[TUGAS YANG DIMINTA]:
Kumpulkan semua baris pada butir-butir di bawah yang memuat kata "rough", lalu salin setiap baris tersebut secara utuh.

[KUTIPAN BUTIR]:
▬▬▬

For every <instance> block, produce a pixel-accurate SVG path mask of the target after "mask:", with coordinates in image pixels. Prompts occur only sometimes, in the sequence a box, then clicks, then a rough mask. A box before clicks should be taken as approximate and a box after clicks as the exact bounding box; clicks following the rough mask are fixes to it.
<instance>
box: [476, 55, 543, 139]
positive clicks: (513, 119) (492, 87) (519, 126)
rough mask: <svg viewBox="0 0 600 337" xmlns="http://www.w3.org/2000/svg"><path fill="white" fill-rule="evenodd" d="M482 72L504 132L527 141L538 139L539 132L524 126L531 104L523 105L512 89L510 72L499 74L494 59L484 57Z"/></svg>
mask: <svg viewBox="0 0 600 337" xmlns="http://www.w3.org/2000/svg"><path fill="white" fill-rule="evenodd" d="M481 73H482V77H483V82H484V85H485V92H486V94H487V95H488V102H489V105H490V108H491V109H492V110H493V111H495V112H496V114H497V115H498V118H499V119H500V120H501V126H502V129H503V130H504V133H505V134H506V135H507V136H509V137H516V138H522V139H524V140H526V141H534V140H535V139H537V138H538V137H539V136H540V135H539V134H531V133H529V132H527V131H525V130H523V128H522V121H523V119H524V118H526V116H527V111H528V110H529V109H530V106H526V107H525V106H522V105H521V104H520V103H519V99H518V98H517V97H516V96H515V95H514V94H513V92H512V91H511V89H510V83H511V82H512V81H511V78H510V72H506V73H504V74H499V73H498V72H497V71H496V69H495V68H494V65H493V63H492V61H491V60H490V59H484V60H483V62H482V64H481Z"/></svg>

▬▬▬

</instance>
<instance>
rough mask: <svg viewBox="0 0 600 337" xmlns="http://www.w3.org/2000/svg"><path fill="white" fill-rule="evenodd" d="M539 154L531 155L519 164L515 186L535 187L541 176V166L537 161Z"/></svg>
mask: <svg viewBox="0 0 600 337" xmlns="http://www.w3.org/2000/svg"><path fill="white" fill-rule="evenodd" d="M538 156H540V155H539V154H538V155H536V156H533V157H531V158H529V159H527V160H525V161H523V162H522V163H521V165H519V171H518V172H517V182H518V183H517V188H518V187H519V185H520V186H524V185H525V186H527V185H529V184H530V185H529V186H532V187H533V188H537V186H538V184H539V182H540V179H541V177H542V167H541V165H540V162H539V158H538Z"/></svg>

▬▬▬

[HASIL LATIHAN]:
For every <instance> block, produce a pixel-accurate SVG path mask of the target after "mask:", with coordinates in image pixels. Prompts occur only sometimes, in the sequence a box, then clicks, then a rough mask. A box before clicks should be taken as approximate and a box after clicks as the exact bounding box; clicks following the rough mask are fixes to it.
rough mask: <svg viewBox="0 0 600 337" xmlns="http://www.w3.org/2000/svg"><path fill="white" fill-rule="evenodd" d="M482 72L504 132L527 141L538 139L539 132L524 126L531 104L523 105L512 89L510 72L499 74L494 59L484 57Z"/></svg>
rough mask: <svg viewBox="0 0 600 337" xmlns="http://www.w3.org/2000/svg"><path fill="white" fill-rule="evenodd" d="M539 154L531 155L519 164L515 186L535 187L541 176V166L537 161Z"/></svg>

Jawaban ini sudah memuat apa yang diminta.